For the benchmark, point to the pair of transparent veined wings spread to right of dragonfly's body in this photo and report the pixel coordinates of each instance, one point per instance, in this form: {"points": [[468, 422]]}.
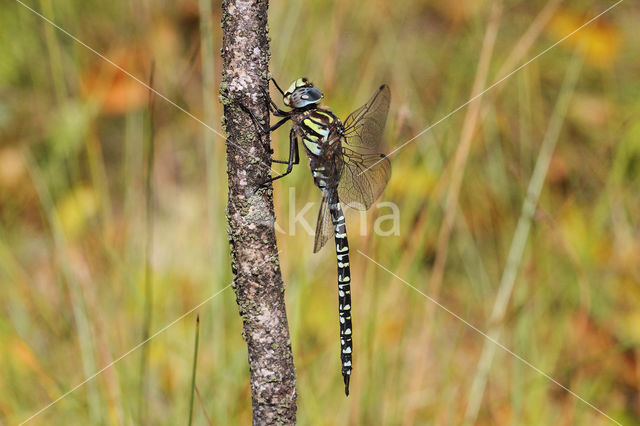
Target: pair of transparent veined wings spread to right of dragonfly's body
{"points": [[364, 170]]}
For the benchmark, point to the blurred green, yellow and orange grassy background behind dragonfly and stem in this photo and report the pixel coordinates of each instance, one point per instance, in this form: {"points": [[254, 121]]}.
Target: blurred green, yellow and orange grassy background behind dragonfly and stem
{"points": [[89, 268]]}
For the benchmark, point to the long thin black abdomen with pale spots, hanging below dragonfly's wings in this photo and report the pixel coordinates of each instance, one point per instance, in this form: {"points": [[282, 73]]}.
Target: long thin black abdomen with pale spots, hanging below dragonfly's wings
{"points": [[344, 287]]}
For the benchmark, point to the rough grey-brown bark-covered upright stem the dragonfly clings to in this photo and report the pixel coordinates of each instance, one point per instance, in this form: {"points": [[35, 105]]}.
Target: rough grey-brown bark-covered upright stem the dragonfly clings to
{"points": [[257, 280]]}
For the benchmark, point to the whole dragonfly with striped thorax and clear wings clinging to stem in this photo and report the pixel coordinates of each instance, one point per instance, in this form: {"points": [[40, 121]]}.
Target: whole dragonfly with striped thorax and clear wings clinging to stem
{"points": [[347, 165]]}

--

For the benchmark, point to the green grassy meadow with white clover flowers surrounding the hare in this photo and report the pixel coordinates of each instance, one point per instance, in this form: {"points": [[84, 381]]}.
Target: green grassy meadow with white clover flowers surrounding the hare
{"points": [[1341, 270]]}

__What to work on__. Exactly the lines above from the one that contains "For the benchmark, point to the pair" down to the one that contains "For the benchmark, point to the long" are to be output, both ends kept and pictures omitted.

__Exercise response__.
For the benchmark, point to the pair of transparent veined wings spread to right of dragonfly's body in this photo and report the pixel coordinates of each instance, one point per instance, in this form: {"points": [[468, 422]]}.
Target: pair of transparent veined wings spread to right of dragonfly's body
{"points": [[364, 170]]}
For the benchmark, point to the blurred green, yellow and orange grassy background behind dragonfly and stem in this photo and report the pixel coordinates of each instance, one point per instance, in this form: {"points": [[254, 121]]}.
Target: blurred green, yellow and orange grassy background behind dragonfly and stem
{"points": [[89, 268]]}
For the benchmark, point to the long thin black abdomen with pale spots, hanging below dragonfly's wings in this photo and report the pixel coordinates of each instance, one point per instance, in this form: {"points": [[282, 73]]}.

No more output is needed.